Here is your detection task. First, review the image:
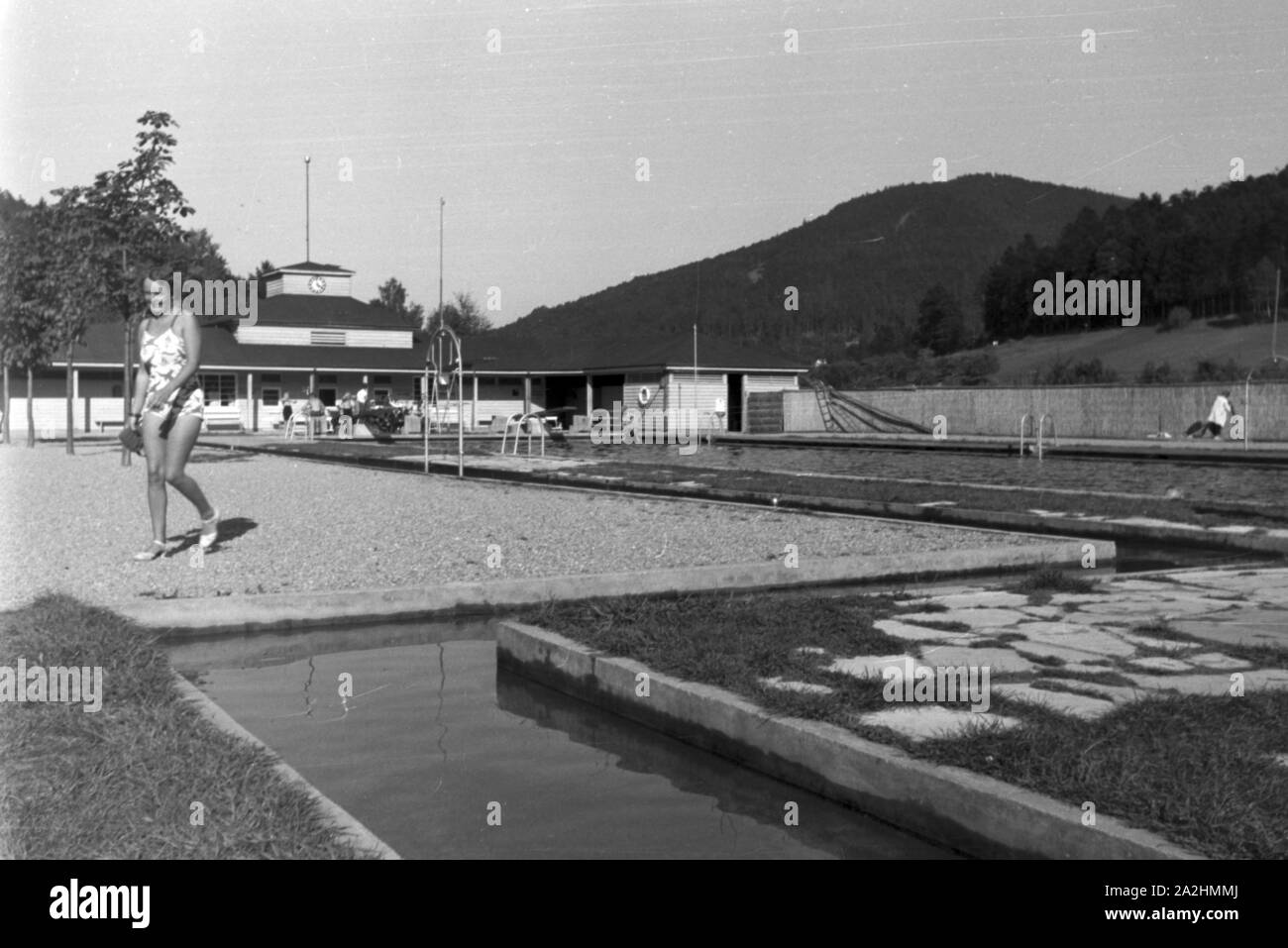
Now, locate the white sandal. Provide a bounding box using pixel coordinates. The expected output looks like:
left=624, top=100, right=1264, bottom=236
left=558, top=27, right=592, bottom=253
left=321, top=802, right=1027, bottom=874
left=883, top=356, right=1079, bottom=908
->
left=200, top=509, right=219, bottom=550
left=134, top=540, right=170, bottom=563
-*-*-
Rewrite the items above with "sandal" changed to "boot" and everything else left as it is. Leave the pictures out.

▶ [Complete output]
Here is your detection task. First, review the image:
Now, locate the white boot. Provide a bounding box using pixel coordinates. The expected output looks like:
left=624, top=100, right=1264, bottom=236
left=558, top=27, right=592, bottom=253
left=321, top=802, right=1027, bottom=874
left=883, top=356, right=1079, bottom=908
->
left=200, top=509, right=219, bottom=550
left=134, top=540, right=170, bottom=563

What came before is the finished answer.